EXERCISE BRIEF
Each line of the records is to be returned verbatim, with the images omitted.

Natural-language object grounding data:
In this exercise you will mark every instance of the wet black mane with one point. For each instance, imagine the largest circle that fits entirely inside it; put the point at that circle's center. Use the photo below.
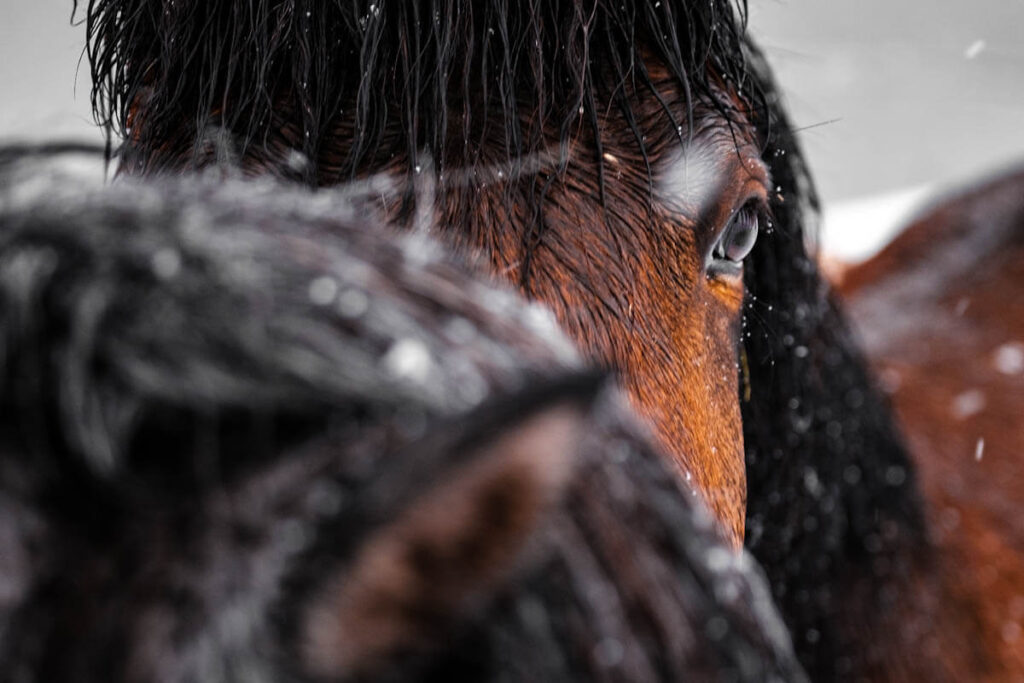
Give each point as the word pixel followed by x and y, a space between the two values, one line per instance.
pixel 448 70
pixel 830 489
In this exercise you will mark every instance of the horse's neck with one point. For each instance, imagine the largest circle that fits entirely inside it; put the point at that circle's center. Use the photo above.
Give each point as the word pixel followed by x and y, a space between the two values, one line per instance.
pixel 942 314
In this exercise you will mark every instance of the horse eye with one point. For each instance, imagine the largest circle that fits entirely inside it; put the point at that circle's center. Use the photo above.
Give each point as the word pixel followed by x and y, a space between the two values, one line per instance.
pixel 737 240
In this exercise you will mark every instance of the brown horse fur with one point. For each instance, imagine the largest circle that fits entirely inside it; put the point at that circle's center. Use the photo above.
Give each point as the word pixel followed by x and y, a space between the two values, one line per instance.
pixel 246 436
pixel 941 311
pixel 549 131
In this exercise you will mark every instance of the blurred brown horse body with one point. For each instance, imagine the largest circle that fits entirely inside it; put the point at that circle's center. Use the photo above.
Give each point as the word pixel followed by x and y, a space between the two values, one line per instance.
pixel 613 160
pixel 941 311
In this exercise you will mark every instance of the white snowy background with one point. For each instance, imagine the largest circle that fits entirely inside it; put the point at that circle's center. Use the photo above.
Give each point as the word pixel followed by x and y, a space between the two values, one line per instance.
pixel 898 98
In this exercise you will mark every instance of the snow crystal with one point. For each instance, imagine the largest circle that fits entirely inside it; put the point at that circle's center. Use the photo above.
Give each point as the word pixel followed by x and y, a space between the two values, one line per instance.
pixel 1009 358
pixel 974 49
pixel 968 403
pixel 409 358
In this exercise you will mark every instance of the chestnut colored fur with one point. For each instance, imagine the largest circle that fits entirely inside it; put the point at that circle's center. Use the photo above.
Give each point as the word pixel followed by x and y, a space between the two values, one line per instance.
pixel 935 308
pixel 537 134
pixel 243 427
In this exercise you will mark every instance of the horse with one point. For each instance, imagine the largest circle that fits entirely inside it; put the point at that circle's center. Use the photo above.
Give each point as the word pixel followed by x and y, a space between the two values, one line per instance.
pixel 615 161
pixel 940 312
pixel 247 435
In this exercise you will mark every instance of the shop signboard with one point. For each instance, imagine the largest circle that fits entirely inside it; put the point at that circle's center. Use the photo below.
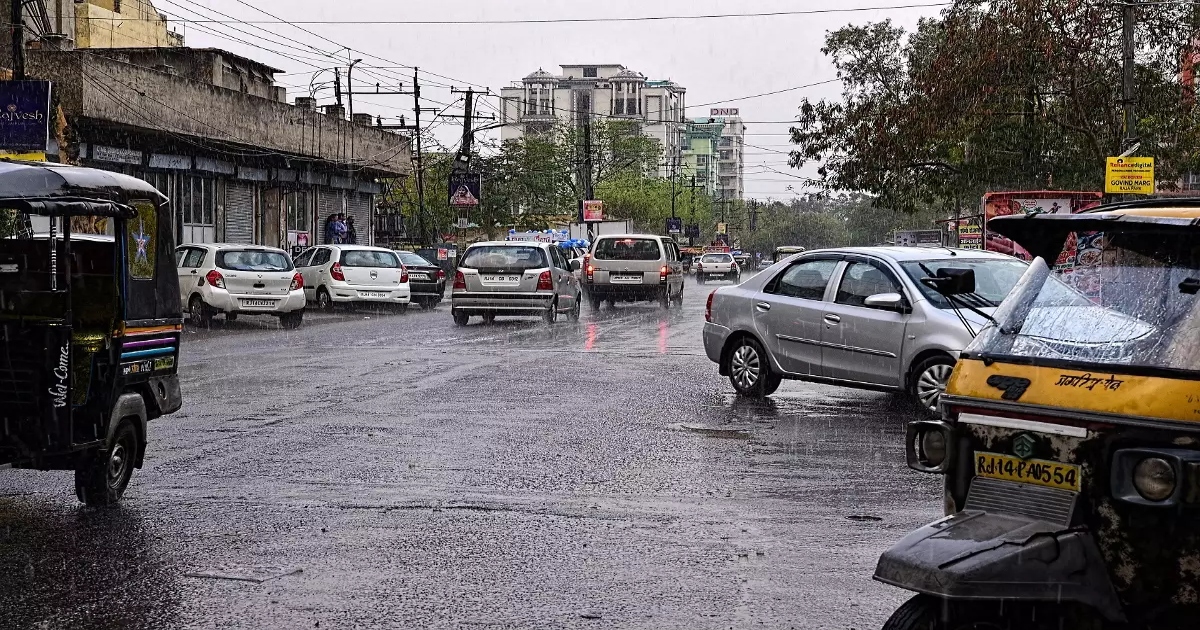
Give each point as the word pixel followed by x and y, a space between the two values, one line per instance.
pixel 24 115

ANSWER BOX
In this exercise you will mark every instance of the wet black mane with one point. For each instance, imagine the largest circle that fits entirely inside it; put the point at that circle's center. Use the photo below.
Give each point as the word pixel followed by x and y, a space between the two values, one line per instance.
pixel 448 70
pixel 830 489
In this exercise you will mark every instance of the horse's neck with one point. For each instance, imagine the largest circle that fits entirely inside it; put the point at that circle's center. Use the photo above.
Give each point as the word pixel followed by x and y, a space between the two values, one line per instance.
pixel 942 314
In this exercise you will mark every instance of the horse eye with one point. For each instance, imagine the largest circle that fits entirely inside it; put the point at that circle's center. Use the photo above.
Give each point as the word pixel followed by x and y, a space between the two values, one line per instance.
pixel 737 240
In this exercise you will mark every instance of the brown horse fur with one point. For each instance, imagine the largest circle that fits entirely inside it; put the point at that circle's center. Use the photo above.
Give each point as the word pixel followed by x and y, a space between the two values, one line per instance.
pixel 246 436
pixel 941 311
pixel 549 131
In this exercise you will mark every instance of the blurred brown horse body with one point. For each instance, imagine the largest circle that fits entirely inside it; put the point at that circle's center. Use the photo above.
Give each point as the word pixel followed by x and y, a space between the two values, one line per instance.
pixel 613 160
pixel 941 311
In this exercise you will mark every instance of the white snowy background with one point. For each instance, imagine the largest circle that fits entirely inside it; put the point at that circle's center. Use the photo above.
Give each point as the word pixel followed by x and y, a space between the two values, one line per instance.
pixel 898 98
In this exercise you will mark every instance of the snow crystal with one point. For each instance, imagine the largest circle that fits entirely inside it; put the point at that circle's center. Use the photo above.
Give each point as the word pixel followed by x and y, a space between the two values, one line per instance.
pixel 1009 358
pixel 974 49
pixel 968 403
pixel 409 358
In this exercise you will mark every instance of the chestnut colored fur with one point. For each instance, imagine the largest circle that fits entirely inside it; put the point at that circle's center. Use the photo above.
Give each point as the word pixel followed by x and y, a space between the two values, one line per instance.
pixel 935 308
pixel 537 134
pixel 243 427
In this exercise you will mark every instance of the horse with one point. For each instance, imagine the largest circle that fits entirely inside it; put the point at that circle's center. Use the photo above.
Give each point as the word pixel followed by x and y, a space between the two values, one line per instance.
pixel 615 161
pixel 940 312
pixel 247 435
In this exercise you will mark every instance of the shop signboard with one point. For each instance, imagine the largest circle that fits entirely inside it; put the point at that circle's center. Use the photo below.
Give each point as the word pixel followed by x and y, a space between the two values, one line per instance.
pixel 24 115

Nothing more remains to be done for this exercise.